=== EXCERPTED PASSAGE ===
--- Begin ---
Those who export food commodities from Canada need to meet the requirements of the country of import. Some importing countries require that food commodities be prepared in accordance with Canadian requirements, others have specific requirements for the food commodities they allow for import, while some others have no requirements. In certain cases, importing countries may require the government of the country of origin to certify the safety or other attributes of a food commodity, before the importing country will accept the shipment.
The SFCA provides the authority to the Minister to certify food commodities for export. It also allows for the licensing of regulated parties who export food commodities or prepare them for export. The Improved Food Inspection Model proposed that all exporters should be licensed and have preventive control plans in place to meet importing country requirements. As CFIA now considers making the export licence a legal requirement, additional issues have been raised such as the benefit derived from licensing all exporters relative to the costs this would entail.
There are many possible approaches to regulating the export of food commodities and the Government is seeking input on these possible approaches. These range from approaches that require full oversight of exports, to those that respond only to the demands of Canadian exporters and the importers of their food commodities, to no oversight. Licensing of exporters who are required to adhere to Canadian requirements or who require an export certificate to access markets could allow for a more efficient approach to providing assurance to trading partners that food meets their requirements. In choosing among these approaches, there are a number of factors that must be taken into account, including:
- Cost to the exporter (e.g., administrative burden, time delay, fees)
- Benefit to the exporter (e.g., value of access to markets)
- Cost to Canada (e.g., cost of the inspection system to the Government of Canada – and hence the Canadian taxpayer, cost of inability to access markets)
- Benefits to Canada (e.g., value of access to markets)
Regardless of whether or not exporters are licensed, exported food commodities will need to meet some basic Canadian labelling requirements (e.g., common name, net quantity and lot code). Such requirements are necessary for adequate identification and traceability of food commodities being exported.
Question 4: Should exporters or those who prepare food commodities for export be required to hold a licence issued by the Minister? Why or why not?
Question 5: What requirements should a licensed exporter need to meet?
Question 6: Should those who need the Minister to certify their food commodities for export be required to hold a licence, or should the Minister handle these requests on an ad hoc basis? What would be the value of a licence in this scenario?
A licence application must be made to the Minister. The proposed regulations would require that an approved application form be used and be accompanied by the applicable fee that would be prescribed in the Canadian Food Inspection Agency Fees Notice.
The information contained in the licence application would be used by the Minister to issue a licence. It will also assist the CFIA to assess the risks associated with the food commodity and/or processes. Some of the information that could be required as part of the application may include; contact and legal information (name, physical location, address/contact info where records will be available, etc.), activity related information (type of activity, size of business, number of employees, etc.), and commodity related information (commodity type, volume of production, countries from which products are typically imported, consumers to whom products are typically sold etc.). Licence holders would also be required to attest that they have a preventive control plan in place that is suitable to their operation.
--- End ---
[Object pointing dataset rows]
--- Begin ---
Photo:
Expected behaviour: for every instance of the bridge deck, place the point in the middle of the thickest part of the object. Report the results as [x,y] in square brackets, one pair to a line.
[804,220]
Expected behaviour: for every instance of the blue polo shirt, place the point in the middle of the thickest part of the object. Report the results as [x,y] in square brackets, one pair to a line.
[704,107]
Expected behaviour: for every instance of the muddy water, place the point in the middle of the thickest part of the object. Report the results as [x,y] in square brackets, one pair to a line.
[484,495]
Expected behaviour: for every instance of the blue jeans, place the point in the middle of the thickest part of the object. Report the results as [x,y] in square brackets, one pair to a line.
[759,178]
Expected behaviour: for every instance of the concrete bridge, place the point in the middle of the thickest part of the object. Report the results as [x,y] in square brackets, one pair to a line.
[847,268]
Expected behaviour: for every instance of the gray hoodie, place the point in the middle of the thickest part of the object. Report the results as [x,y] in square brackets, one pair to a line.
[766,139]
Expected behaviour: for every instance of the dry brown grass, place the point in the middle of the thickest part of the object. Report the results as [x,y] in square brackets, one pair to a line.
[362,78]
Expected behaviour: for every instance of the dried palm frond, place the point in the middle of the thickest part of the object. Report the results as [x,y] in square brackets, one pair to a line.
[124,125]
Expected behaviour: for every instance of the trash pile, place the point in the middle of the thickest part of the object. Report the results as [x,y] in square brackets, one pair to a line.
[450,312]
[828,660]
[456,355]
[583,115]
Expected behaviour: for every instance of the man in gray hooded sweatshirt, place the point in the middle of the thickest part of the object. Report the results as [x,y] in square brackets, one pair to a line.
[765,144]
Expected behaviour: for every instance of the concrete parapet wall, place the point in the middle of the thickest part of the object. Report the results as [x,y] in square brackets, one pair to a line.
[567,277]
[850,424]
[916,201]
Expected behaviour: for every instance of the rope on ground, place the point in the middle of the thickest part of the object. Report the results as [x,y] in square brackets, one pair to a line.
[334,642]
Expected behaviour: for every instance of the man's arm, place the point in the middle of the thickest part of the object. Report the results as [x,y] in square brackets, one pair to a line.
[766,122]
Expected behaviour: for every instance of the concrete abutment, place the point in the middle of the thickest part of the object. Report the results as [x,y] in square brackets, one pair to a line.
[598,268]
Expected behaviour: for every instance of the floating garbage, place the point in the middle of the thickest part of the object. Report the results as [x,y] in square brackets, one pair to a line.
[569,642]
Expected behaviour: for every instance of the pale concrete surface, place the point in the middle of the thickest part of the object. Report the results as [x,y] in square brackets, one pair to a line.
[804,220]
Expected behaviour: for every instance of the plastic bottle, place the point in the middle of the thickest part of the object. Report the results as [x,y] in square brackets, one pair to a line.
--- End ---
=== GIVEN EXERCISE A ===
List every factor that the passage on food export licensing says must be taken into account when choosing among approaches to regulating food exports.
=== GIVEN EXERCISE B ===
Continue the passage on food export licensing from the point where it stops.

=== FINAL ANSWER A ===
- Cost to the exporter
- Benefit to the exporter
- Cost to Canada
- Benefits to Canada

=== FINAL ANSWER B ===
The Government is also considering requesting as part of the application a Canada Revenue Agency's Business Number, if available. This number is increasingly being accepted as a common client identifier for businesses to simplify their dealings with federal, provincial and municipal governments. While in the short-term it will provide an extra measure of assurance for CFIA, in the future it holds potential for seamless integration, improved identity management, on-line transactions and improved electronic service for Canadians.
Suspension and Cancellation of a Licence
Under the SFCA, the Minister has the authority to suspend or cancel a licence. The proposed regulations would include grounds for the suspension and cancellation of a licence.
The Minister may suspend a licence if:
- The licence holder has not complied with the conditions of the licence or any provision of the Act or Regulations
- The licence holder has unpaid fees
- It is reasonable to believe that public health may be endangered if the licence holder continues to conduct the authorized activity
The Minister may cancel a licence if:
- The licence was issued on the basis of false or misleading information, or false or falsified documents submitted in or with the application;
- The reason for the suspension cannot be resolved within 90 days following the day on which the licence was suspended. When the reason for suspension cannot be resolved within 90 days, a longer time period may be granted upon request of the licence holder;
- The licence holder has continued to conduct the authorized activity while their licence is under suspension.
Question 7: What are your views on the grounds for the suspension or cancellation of a licence?
Question 8: The Government is considering imposing a 2 year period after a licence cancellation, during which a regulated party would be unable to apply for a licence. Do you agree with this? Please explain your response.
Preventive Control Plan
A preventive control plan (PCP) is a written document that sets out how food safety and other regulatory requirements (e.g., labelling, product composition, etc.) will be achieved. PCPs are recognized internationally as the best way to demonstrate that food safety risks and hazards are controlled or eliminated because they focus on prevention and systems-based examination of operations by regulated parties. PCPs will address not only food safety requirements but will also address other requirements such as net quantity and grades.
The proposed regulatory framework for food proposes to reduce, where appropriate, the current prescriptive commodity-specific requirements, by moving to a system of requirements that articulates the expected outcomes as it relates to food commodities.
Proposed outcome-based regulatory requirements are included in Annex 1. They are based on HACCP principles, consistent with international standards such as Codex Alimentarius and were guided by the Improved Food Inspection Model with respect to scope, language and element requirements. The regulations of key trading partners, such as Australia, New Zealand, the United States, the European Union, were also considered in developing this proposal.
Depending on the licence holder's operation and activity, they will have to address some or all of the following regulatory requirements:
- Processes and products
- Sanitation and pest control
- Hygiene and competencies
- Equipment design and maintenance
- Physical structure and maintenance
- Receiving, transportation and storage
- Recalls, complaints and record-keeping
It should be noted that importers, at a minimum, must address the regulatory requirements for Process and products (1) and Recalls, complaints and record-keeping (7). In addition, importers who are involved in handling or repackaging of food must address all of the above regulatory requirements (1-7) that apply to their activities.
The Improved Food Inspection Model identifies certain operations not subject to licensing. Such operations include, for example, transporters of food commodities as well as facilities that store food commodities but that are not involved in importing, exporting or preparing food commodities. Although it is recognized that such important operations in the food chain may not necessarily require a PCP of their own, such operations will need to be included in the PCP of the licence holder in order to address hazards and risks that are likely to occur during transportation and storage, which can impact the safety and compliance of their food commodities.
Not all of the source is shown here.